Copy from the first line below down to and including the line with "negative clicks: (320, 166)". Skip the pictures.

Data excerpts

Content starts

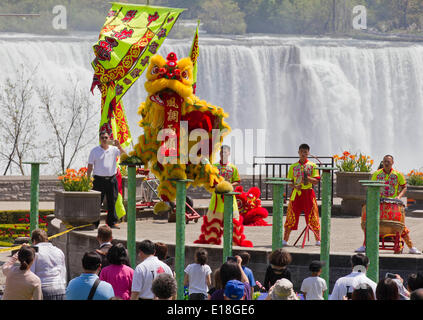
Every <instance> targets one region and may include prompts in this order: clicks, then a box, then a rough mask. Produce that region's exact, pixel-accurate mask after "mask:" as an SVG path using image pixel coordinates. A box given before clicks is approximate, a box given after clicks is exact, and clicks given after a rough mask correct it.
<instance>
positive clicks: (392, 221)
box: [361, 198, 405, 236]
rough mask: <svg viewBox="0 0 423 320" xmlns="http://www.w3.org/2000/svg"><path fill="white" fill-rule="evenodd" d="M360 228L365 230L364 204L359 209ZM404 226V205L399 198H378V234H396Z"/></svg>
mask: <svg viewBox="0 0 423 320" xmlns="http://www.w3.org/2000/svg"><path fill="white" fill-rule="evenodd" d="M361 228H362V229H363V231H364V232H365V231H366V205H365V204H364V205H363V207H362V209H361ZM404 228H405V205H404V203H403V202H402V201H401V200H399V199H390V198H381V199H380V221H379V235H380V236H384V235H387V234H396V233H397V232H399V234H400V235H401V233H402V232H403V230H404Z"/></svg>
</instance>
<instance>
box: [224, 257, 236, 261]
mask: <svg viewBox="0 0 423 320" xmlns="http://www.w3.org/2000/svg"><path fill="white" fill-rule="evenodd" d="M226 261H231V262H237V261H238V260H237V259H236V258H235V257H227V258H226Z"/></svg>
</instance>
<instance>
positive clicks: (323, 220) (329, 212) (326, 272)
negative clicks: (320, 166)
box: [318, 167, 336, 300]
mask: <svg viewBox="0 0 423 320" xmlns="http://www.w3.org/2000/svg"><path fill="white" fill-rule="evenodd" d="M318 169H321V170H322V171H323V173H322V205H321V213H320V215H321V228H322V229H321V230H322V231H321V244H320V260H321V261H325V265H324V266H323V268H322V274H321V277H322V278H323V279H324V280H325V281H326V285H327V287H328V288H329V270H330V219H331V214H332V182H331V170H332V171H333V170H336V168H332V167H331V168H328V167H319V168H318ZM328 294H329V290H326V291H325V294H324V299H325V300H327V299H328Z"/></svg>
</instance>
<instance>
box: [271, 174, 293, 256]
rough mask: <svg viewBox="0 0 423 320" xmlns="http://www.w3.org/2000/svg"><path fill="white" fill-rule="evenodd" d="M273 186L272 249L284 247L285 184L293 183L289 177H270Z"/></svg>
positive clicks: (272, 215)
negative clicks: (284, 213) (284, 192)
mask: <svg viewBox="0 0 423 320" xmlns="http://www.w3.org/2000/svg"><path fill="white" fill-rule="evenodd" d="M268 180H269V181H270V182H266V183H267V184H271V185H272V187H273V211H272V251H274V250H276V249H279V248H282V247H283V244H282V243H283V202H284V196H283V191H284V186H285V185H287V184H290V183H291V180H290V179H287V178H272V179H268Z"/></svg>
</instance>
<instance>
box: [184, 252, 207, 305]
mask: <svg viewBox="0 0 423 320" xmlns="http://www.w3.org/2000/svg"><path fill="white" fill-rule="evenodd" d="M194 259H195V263H192V264H189V265H188V266H187V267H186V268H185V279H184V285H186V286H187V285H188V286H189V287H188V294H189V295H188V298H189V300H207V298H208V295H207V292H208V291H209V287H211V276H210V275H211V273H212V271H211V269H210V266H209V265H208V264H207V259H208V254H207V251H206V250H205V249H197V250H196V251H195V255H194Z"/></svg>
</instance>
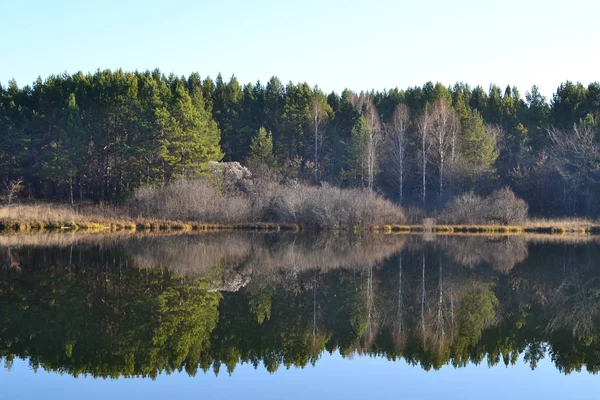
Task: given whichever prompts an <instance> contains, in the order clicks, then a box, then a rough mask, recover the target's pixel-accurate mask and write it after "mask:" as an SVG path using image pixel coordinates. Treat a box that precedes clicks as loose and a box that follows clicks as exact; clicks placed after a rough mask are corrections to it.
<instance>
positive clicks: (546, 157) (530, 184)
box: [0, 70, 600, 215]
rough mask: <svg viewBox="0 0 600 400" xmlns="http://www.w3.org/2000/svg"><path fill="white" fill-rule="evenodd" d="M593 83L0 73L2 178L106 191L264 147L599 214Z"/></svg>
mask: <svg viewBox="0 0 600 400" xmlns="http://www.w3.org/2000/svg"><path fill="white" fill-rule="evenodd" d="M599 121H600V84H599V83H597V82H596V83H591V84H590V85H589V86H587V87H585V86H583V85H581V84H579V83H577V84H576V83H572V82H565V83H563V84H561V85H560V86H559V87H558V88H557V90H556V92H555V93H554V95H553V96H552V99H550V101H547V99H546V98H544V97H543V96H542V95H541V94H540V93H539V91H538V89H537V88H536V87H535V86H534V87H533V88H531V90H530V91H528V92H526V93H525V96H524V97H523V96H522V95H521V93H520V92H519V91H518V90H517V88H515V87H511V86H508V87H506V88H505V90H502V89H501V88H499V87H498V86H495V85H491V86H490V87H489V90H484V89H483V88H482V87H479V86H478V87H475V88H470V87H469V86H468V85H466V84H463V83H457V84H455V85H454V86H450V87H445V86H443V85H442V84H439V83H437V84H434V83H432V82H428V83H426V84H425V85H423V86H422V87H411V88H407V89H405V90H400V89H392V90H386V91H381V92H374V91H371V92H361V93H353V92H351V91H349V90H345V91H343V92H342V93H341V94H338V93H335V92H332V93H330V94H325V93H323V92H322V91H321V90H320V89H319V88H318V87H314V88H313V87H310V86H309V85H308V84H306V83H300V84H294V83H288V84H287V85H285V84H283V83H282V82H281V81H280V80H279V79H278V78H276V77H273V78H271V79H270V80H269V81H268V82H267V83H266V85H263V84H262V83H260V82H257V83H256V84H252V83H250V84H246V85H241V84H240V83H239V82H238V80H237V79H236V78H235V77H232V78H231V79H230V80H229V81H228V82H226V81H225V80H224V79H223V78H222V77H221V76H220V75H219V76H218V77H217V78H216V80H214V81H213V80H212V79H210V78H205V79H201V77H200V76H199V75H198V74H196V73H194V74H191V75H190V76H189V77H187V78H186V77H175V76H168V77H166V76H164V75H163V74H162V73H161V72H160V71H158V70H155V71H152V72H144V73H139V72H135V73H129V72H123V71H121V70H118V71H114V72H111V71H98V72H96V73H94V74H87V75H84V74H82V73H77V74H74V75H66V74H65V75H59V76H51V77H49V78H47V79H46V80H45V81H42V80H41V79H38V80H37V81H36V82H35V83H34V84H33V85H32V86H25V87H21V88H20V87H18V86H17V83H16V82H14V81H11V82H9V84H8V86H7V87H1V86H0V181H1V182H3V183H4V184H5V185H7V186H8V185H10V184H11V183H14V182H16V181H17V180H18V179H19V178H22V179H23V181H22V183H23V192H24V194H26V195H28V196H32V197H36V198H46V199H54V200H69V199H71V200H73V199H75V200H77V199H91V200H96V201H98V200H115V199H118V198H121V197H123V196H125V195H127V194H128V193H130V192H131V191H132V190H133V189H135V188H136V187H138V186H140V185H144V184H156V183H158V184H163V183H166V182H169V181H171V180H172V179H173V178H177V177H182V176H185V177H189V176H193V175H196V174H197V173H200V172H202V171H204V168H205V166H206V163H207V162H208V161H218V160H221V159H224V160H225V161H240V162H246V161H251V160H254V161H256V159H260V160H261V161H264V162H265V163H267V164H269V165H270V166H271V167H273V168H278V169H279V170H280V171H282V172H283V173H284V174H285V176H287V177H288V178H293V179H304V180H307V181H311V182H323V181H325V182H329V183H331V184H335V185H342V186H353V187H356V186H361V187H365V188H368V189H374V190H377V191H381V192H383V193H385V194H386V195H387V196H388V197H390V198H394V199H397V200H398V201H399V202H401V203H403V204H415V203H420V204H423V205H425V206H426V207H428V208H439V207H440V204H445V203H446V202H447V201H448V200H450V199H452V198H453V197H454V196H456V195H459V194H461V193H465V192H470V191H475V192H476V194H479V195H487V194H489V193H491V192H492V191H493V190H494V189H498V188H501V187H504V186H509V187H511V188H512V189H513V190H514V191H515V193H517V195H519V196H520V197H522V198H524V199H525V200H526V201H527V202H528V203H529V205H530V206H531V210H532V211H533V212H535V213H538V214H540V213H541V214H552V213H563V214H588V215H595V214H597V210H598V207H597V205H598V204H597V202H598V200H597V199H598V198H600V196H599V194H600V193H599V190H598V187H599V182H600V143H599V141H598V136H599V135H598V133H599Z"/></svg>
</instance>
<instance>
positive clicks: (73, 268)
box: [0, 234, 600, 378]
mask: <svg viewBox="0 0 600 400" xmlns="http://www.w3.org/2000/svg"><path fill="white" fill-rule="evenodd" d="M83 236H86V235H83ZM22 239H23V238H17V237H14V236H13V237H5V238H2V240H1V243H0V245H1V247H0V261H2V262H1V264H0V265H1V267H0V317H1V318H2V320H3V321H6V323H4V324H2V326H0V363H4V364H5V365H6V366H7V367H10V365H11V363H12V362H13V361H14V360H15V359H18V358H27V359H28V361H29V364H30V366H31V367H32V368H34V369H36V370H37V369H39V368H43V369H44V370H48V371H59V372H60V373H63V374H70V375H73V376H80V375H84V376H93V377H103V378H118V377H137V376H148V377H156V376H158V375H159V374H161V373H176V372H177V371H179V372H183V371H185V372H186V373H188V374H189V375H192V376H193V375H195V374H197V373H201V372H202V371H204V372H207V371H211V370H212V371H213V372H214V373H215V374H218V373H219V372H221V373H226V372H227V373H230V374H231V373H234V372H235V369H236V367H237V366H238V365H239V364H242V363H249V364H252V365H254V367H255V368H260V369H263V368H264V369H266V370H267V371H269V372H271V373H273V372H275V371H277V370H278V369H283V368H289V367H293V366H295V367H302V368H304V367H305V366H308V365H311V364H312V365H315V364H317V363H318V362H319V360H320V359H321V357H323V355H324V354H325V352H329V353H339V354H341V355H343V356H344V357H353V356H357V355H365V356H371V357H385V358H387V359H388V360H393V361H402V360H403V361H404V362H407V363H409V364H411V365H413V366H420V367H421V368H423V369H426V370H437V369H439V368H442V367H443V366H444V365H450V366H453V367H455V368H460V367H463V366H466V365H469V364H471V363H475V364H483V365H488V366H490V367H491V366H494V365H506V366H510V365H515V364H516V363H522V362H525V363H527V364H528V365H529V366H530V367H531V368H532V369H535V368H536V367H537V365H538V363H539V362H540V361H541V360H542V359H544V358H550V359H551V361H552V364H554V366H555V367H556V368H557V369H558V370H560V371H561V372H562V373H565V374H568V373H571V372H575V371H586V370H587V371H588V372H590V373H594V374H596V373H598V371H600V358H599V357H598V354H600V353H599V351H600V344H599V343H600V342H599V340H600V330H599V329H598V326H599V325H598V323H597V322H598V319H599V318H600V297H599V295H600V276H599V274H598V269H597V268H595V262H594V260H596V259H597V257H598V252H599V247H598V242H597V241H595V242H592V241H589V240H582V239H579V241H574V242H563V241H550V242H546V241H547V240H549V239H548V238H544V239H543V240H541V241H538V240H539V239H538V240H533V241H529V240H530V239H525V238H523V237H510V238H503V239H501V240H486V239H482V238H472V237H469V238H466V237H460V238H457V237H453V238H449V237H438V238H437V239H435V240H431V241H422V240H420V239H416V238H414V237H409V238H404V240H402V241H399V240H387V239H389V238H380V239H383V242H380V241H373V242H369V241H368V240H369V238H366V239H367V242H360V243H354V244H358V247H356V246H348V244H347V243H345V244H344V243H342V242H343V240H337V241H335V243H336V244H335V245H333V242H330V243H320V240H318V239H315V238H314V237H313V235H309V237H304V238H303V240H299V238H297V237H294V236H290V237H288V238H287V239H286V238H285V237H282V236H281V235H259V236H255V237H251V236H250V235H247V234H246V235H238V236H237V237H236V236H234V237H226V238H223V237H222V236H215V237H212V238H211V237H210V236H207V235H190V236H182V237H177V238H170V239H168V240H166V241H161V238H157V237H153V236H149V237H145V238H141V237H139V236H135V237H131V238H129V240H128V241H126V242H125V243H123V241H118V240H116V239H114V236H110V237H109V238H105V239H106V240H107V241H98V240H94V239H93V238H89V237H87V238H86V237H82V236H81V235H55V236H54V237H53V236H52V235H45V236H44V237H41V238H40V237H38V238H37V239H36V238H31V237H28V238H25V239H26V240H32V239H35V240H41V241H44V240H48V241H49V242H42V243H37V244H33V243H23V242H19V241H20V240H22ZM162 239H164V238H162ZM355 239H356V238H355ZM371 239H373V238H371ZM53 240H54V241H58V242H59V243H60V244H57V243H55V242H52V241H53ZM305 240H306V241H305ZM290 243H296V244H298V247H297V248H294V246H290ZM234 245H238V246H234ZM349 249H350V251H348V250H349ZM201 254H203V255H204V256H199V255H201ZM161 255H162V256H161ZM323 260H325V262H322V261H323Z"/></svg>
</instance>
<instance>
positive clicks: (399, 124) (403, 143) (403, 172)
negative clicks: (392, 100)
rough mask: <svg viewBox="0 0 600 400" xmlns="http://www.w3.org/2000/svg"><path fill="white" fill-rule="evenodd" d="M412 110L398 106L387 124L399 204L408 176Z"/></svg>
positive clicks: (387, 136)
mask: <svg viewBox="0 0 600 400" xmlns="http://www.w3.org/2000/svg"><path fill="white" fill-rule="evenodd" d="M409 126H410V110H409V109H408V107H407V106H406V104H398V105H397V106H396V108H395V109H394V113H393V114H392V118H391V120H390V121H389V122H388V123H386V124H385V133H386V140H387V144H388V151H389V158H390V161H391V163H390V164H391V171H392V173H393V175H394V178H395V180H396V184H397V185H398V196H399V203H400V204H402V203H403V201H404V178H405V174H406V162H407V158H408V155H407V145H408V138H407V134H408V129H409Z"/></svg>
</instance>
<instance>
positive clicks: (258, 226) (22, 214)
mask: <svg viewBox="0 0 600 400" xmlns="http://www.w3.org/2000/svg"><path fill="white" fill-rule="evenodd" d="M122 230H129V231H171V230H172V231H218V230H267V231H279V230H286V231H297V230H299V227H298V225H295V224H272V223H244V224H242V223H240V224H213V223H203V222H199V221H177V220H167V219H148V218H131V217H128V216H125V215H124V214H123V215H119V211H118V210H116V209H109V210H103V209H101V208H87V209H84V210H83V211H79V210H76V209H74V208H70V207H67V206H58V205H16V206H7V207H1V208H0V231H122Z"/></svg>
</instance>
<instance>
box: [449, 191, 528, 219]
mask: <svg viewBox="0 0 600 400" xmlns="http://www.w3.org/2000/svg"><path fill="white" fill-rule="evenodd" d="M528 210H529V206H528V205H527V203H526V202H525V200H523V199H521V198H519V197H517V196H516V195H515V194H514V193H513V192H512V191H511V190H510V189H509V188H507V187H505V188H502V189H500V190H496V191H495V192H493V193H492V194H491V195H490V196H488V197H486V198H482V197H480V196H477V195H475V194H473V193H466V194H462V195H460V196H457V197H455V198H454V199H453V200H452V201H451V202H450V204H449V205H448V206H447V207H446V208H445V209H444V210H443V212H442V213H441V214H440V215H439V216H438V219H439V220H440V221H443V222H445V223H450V224H500V225H510V224H520V223H523V222H525V220H526V219H527V214H528Z"/></svg>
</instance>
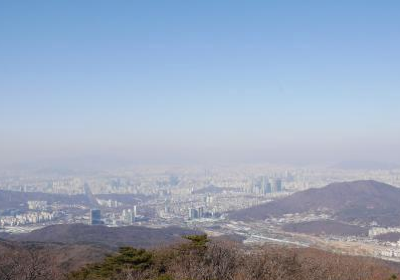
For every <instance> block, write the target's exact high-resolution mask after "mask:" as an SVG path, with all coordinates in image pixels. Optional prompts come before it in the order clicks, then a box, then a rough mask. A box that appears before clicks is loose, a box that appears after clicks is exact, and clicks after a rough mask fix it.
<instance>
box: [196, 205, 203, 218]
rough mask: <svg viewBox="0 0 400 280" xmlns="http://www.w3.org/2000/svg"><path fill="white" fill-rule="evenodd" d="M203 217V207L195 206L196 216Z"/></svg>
mask: <svg viewBox="0 0 400 280" xmlns="http://www.w3.org/2000/svg"><path fill="white" fill-rule="evenodd" d="M203 217H204V208H203V207H199V208H197V218H203Z"/></svg>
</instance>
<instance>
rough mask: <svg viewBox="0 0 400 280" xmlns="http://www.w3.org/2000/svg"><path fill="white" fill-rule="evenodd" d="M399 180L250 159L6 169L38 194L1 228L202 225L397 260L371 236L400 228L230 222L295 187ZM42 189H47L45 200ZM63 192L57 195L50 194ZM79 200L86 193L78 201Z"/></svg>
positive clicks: (393, 182)
mask: <svg viewBox="0 0 400 280" xmlns="http://www.w3.org/2000/svg"><path fill="white" fill-rule="evenodd" d="M360 178H361V179H363V180H378V181H381V182H385V183H388V184H390V185H393V186H400V170H399V169H397V170H396V169H393V170H384V169H382V170H343V169H332V168H293V167H289V166H274V165H252V166H219V167H212V168H204V167H191V168H181V167H160V166H158V167H146V168H143V167H140V168H137V167H132V168H129V169H128V168H126V169H120V170H114V171H112V172H110V171H108V172H96V173H93V174H85V175H75V174H69V175H59V174H58V173H57V172H51V173H48V174H43V173H39V172H37V173H34V172H33V173H32V174H29V175H28V174H23V175H22V174H18V173H12V172H9V173H3V174H2V177H1V181H0V187H1V189H2V190H5V191H13V192H19V193H21V194H28V193H33V194H39V195H38V196H37V197H39V198H41V197H42V198H43V199H37V200H27V201H26V202H25V203H24V204H22V205H20V207H19V208H18V209H13V208H10V209H4V208H3V209H2V210H1V212H0V227H1V228H0V230H1V231H3V232H8V233H24V232H30V231H32V230H35V229H38V228H42V227H45V226H48V225H52V224H69V223H70V224H72V223H84V224H90V225H106V226H109V227H123V226H129V225H137V226H147V227H155V228H160V227H161V228H162V227H167V226H181V227H188V228H193V229H200V230H202V231H205V232H207V233H208V234H209V235H211V236H222V235H235V236H239V237H240V238H241V239H242V240H243V241H244V242H245V243H248V244H262V243H265V242H267V243H288V244H293V245H296V246H314V247H320V248H324V249H330V250H332V249H333V250H339V251H343V252H346V253H350V254H361V255H368V256H377V257H381V258H390V259H393V260H398V261H400V243H397V242H388V241H380V240H378V239H375V237H376V236H379V235H382V234H387V233H394V232H400V228H398V227H382V226H380V225H379V224H377V223H375V224H362V223H361V224H359V225H361V226H363V227H366V228H368V229H369V232H368V234H367V235H364V236H340V235H338V236H335V235H331V234H325V235H319V236H315V235H304V234H303V235H301V234H295V233H290V232H287V231H285V230H284V227H285V225H291V224H296V223H303V222H311V221H330V220H332V219H333V218H332V217H331V216H330V215H329V214H326V213H324V214H321V213H303V214H301V213H294V214H286V215H284V216H283V217H281V218H269V219H265V220H264V221H263V222H260V221H258V222H257V221H251V220H249V221H234V220H231V219H230V218H229V213H231V212H233V211H237V210H240V209H247V208H251V207H254V206H257V205H262V204H265V203H268V202H271V201H274V200H277V199H278V200H279V199H281V198H283V197H287V196H290V195H292V194H294V193H296V192H300V191H304V190H307V189H311V188H322V187H324V186H326V185H328V184H330V183H333V182H337V181H339V180H341V181H353V180H357V179H360ZM46 195H51V196H50V198H49V200H46V199H45V198H46ZM52 195H56V196H58V195H61V196H62V197H63V199H62V200H59V199H56V200H54V198H53V197H52ZM83 198H84V199H83Z"/></svg>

Content ends

◆ Task output ◆
Every <instance> targets one region and may include prompts in this order: clicks, then a box, then a rough mask. Produce that region's exact, pixel-accurate mask after "mask:" as an SVG path using image pixel coordinates. A box given before clicks is approximate, a box given after clicks is exact, and clicks given after a rough mask correct it.
<instance>
positive clicks: (392, 221)
box: [361, 198, 405, 236]
rough mask: <svg viewBox="0 0 423 320" xmlns="http://www.w3.org/2000/svg"><path fill="white" fill-rule="evenodd" d="M360 228L365 230L364 204L359 209ZM404 226V205L399 198H378V234H396Z"/></svg>
mask: <svg viewBox="0 0 423 320" xmlns="http://www.w3.org/2000/svg"><path fill="white" fill-rule="evenodd" d="M361 228H362V229H363V231H364V232H365V231H366V205H365V204H364V205H363V207H362V209H361ZM404 228H405V205H404V203H403V202H402V201H401V200H399V199H390V198H381V199H380V221H379V235H380V236H384V235H387V234H396V233H397V232H399V234H400V235H401V233H402V232H403V230H404Z"/></svg>
</instance>
<instance>
box: [224, 257, 236, 261]
mask: <svg viewBox="0 0 423 320" xmlns="http://www.w3.org/2000/svg"><path fill="white" fill-rule="evenodd" d="M226 261H231V262H237V261H238V260H237V259H236V258H235V257H227V258H226Z"/></svg>
</instance>
<instance>
positive clicks: (323, 220) (329, 212) (326, 272)
negative clicks: (320, 166)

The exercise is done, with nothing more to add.